== Selection ==

By explicitly modelling both direct urban land conversion and indirect displacement, the study finds that continental-scale food production losses from Africa’s urban expansion to 2050 are limited (<1%) because displacement largely compensates for cropland lost to cities. However, displacement shifts pressure onto natural lands (primary forests and other natural lands), with indirect effects exceeding direct conversion in some cases. Considering urbanization-induced dietary shifts is pivotal: higher urban rice demand drives higher African rice production, imports, prices, and methane emissions, altering trade balances and environmental outcomes that are missed by standard demand trajectories. Biodiversity impacts may be modest on average but can be severe locally in rapidly urbanizing zones, suggesting that urban planning must integrate indirect land-use dynamics and biodiversity safeguards. The results underscore the importance of representing consumer heterogeneity and commodity-specific dietary contexts in global models to improve projections of land allocation, trade and environmental impacts, thereby supporting better-informed policy on food security, land-use planning and conservation.

Conclusion

The study provides a holistic assessment of African urbanization’s impacts by integrating land-use displacement and urban dietary shifts into a global economic-land-use model. It shows that while direct urban expansion minimally reduces continental staple production, displacement can intensify pressure on natural lands. Accounting for higher urban rice consumption substantially increases projected rice production, imports, prices and methane emissions, highlighting urbanization as a key driver of food-system and environmental change. Policy and planning should incorporate indirect land-use dynamics and evolving dietary patterns. Future research should improve survey coverage for underrepresented regions, represent consumer heterogeneity and cross-price effects, consider product differentiation (e.g., preferences for imported vs. local rice), explicitly model drivers of dietary change (income, education, retail environments), and integrate additional urbanization-linked resource demands (e.g., water for domestic/industrial use) and biodiversity fragmentation/degradation into assessment frameworks.

===
== Entries shown ==

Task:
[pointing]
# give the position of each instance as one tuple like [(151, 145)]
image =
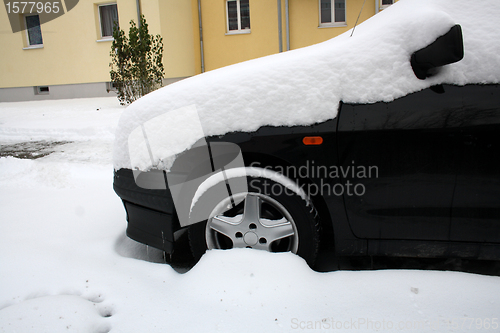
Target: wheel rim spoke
[(252, 209), (280, 231), (223, 225), (249, 229)]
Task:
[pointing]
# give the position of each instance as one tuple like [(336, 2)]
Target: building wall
[(72, 52), (222, 49), (74, 55)]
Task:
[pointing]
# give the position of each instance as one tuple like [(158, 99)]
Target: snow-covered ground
[(67, 266)]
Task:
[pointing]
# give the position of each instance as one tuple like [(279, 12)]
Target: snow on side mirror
[(445, 50)]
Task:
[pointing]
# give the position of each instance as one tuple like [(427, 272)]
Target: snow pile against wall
[(304, 86)]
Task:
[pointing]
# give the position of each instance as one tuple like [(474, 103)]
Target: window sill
[(332, 25), (238, 32), (110, 39), (32, 47)]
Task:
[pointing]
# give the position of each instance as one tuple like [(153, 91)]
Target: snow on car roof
[(304, 86)]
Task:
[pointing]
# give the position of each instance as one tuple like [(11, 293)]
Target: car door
[(476, 202), (413, 144)]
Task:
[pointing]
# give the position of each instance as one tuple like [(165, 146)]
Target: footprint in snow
[(57, 313)]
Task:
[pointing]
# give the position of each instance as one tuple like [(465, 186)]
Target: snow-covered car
[(381, 143)]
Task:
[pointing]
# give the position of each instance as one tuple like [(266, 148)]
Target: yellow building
[(68, 56)]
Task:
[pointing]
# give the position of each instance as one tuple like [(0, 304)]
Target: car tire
[(268, 217)]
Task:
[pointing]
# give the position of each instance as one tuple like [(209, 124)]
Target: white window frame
[(238, 8), (385, 6), (31, 46), (333, 23), (104, 38)]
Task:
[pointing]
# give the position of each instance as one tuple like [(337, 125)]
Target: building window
[(108, 17), (385, 3), (332, 12), (41, 90), (33, 30), (238, 16)]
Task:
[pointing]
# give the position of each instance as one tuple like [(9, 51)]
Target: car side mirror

===

## What to produce
Resume the passage on how Africa's urban expansion affects food production, land use and diets, picking up right after its last sentence.

## Result of this exercise
Limitations
  • Affordability and preference heterogeneity: Rice is modeled as a homogeneous good; known urban preferences for imported rice imply imperfect substitutability, potentially overstating domestic production responses and understating import increases.
  • Dietary data coverage: LSMS coverage is uneven; some regions rely on single-country surveys (e.g., Ethiopia for Rest of Central-Eastern Africa; Malawi for Rest of Southern Africa), limiting representativeness.
  • Demand modeling: Cross-price effects between foods are not modeled; consumer heterogeneity beyond urban–rural (e.g., income, education) is not fully captured; fruits and vegetables are not explicitly modeled.
  • Biodiversity metric: BII does not capture within-class degradation or habitat fragmentation, potentially underestimating biodiversity losses.
  • Urban expansion assumption: Exogenous urban conversion is applied independent of future land-cover trajectories within time steps (with capping), which may not capture feedbacks between land cover and urban growth.
  • Trade representation: One-way bilateral trade with homogeneous goods may not capture quality differentiation and policy frictions.
  • Supply response uncertainty: The capacity of African agricultural and supply chains to realize modeled displacement responses may be constrained by institutional and financial barriers.
  • Water competition: Interactions with rising non-agricultural water demand linked to urbanization are not explicitly modeled under SSP2/SSP3 constraints.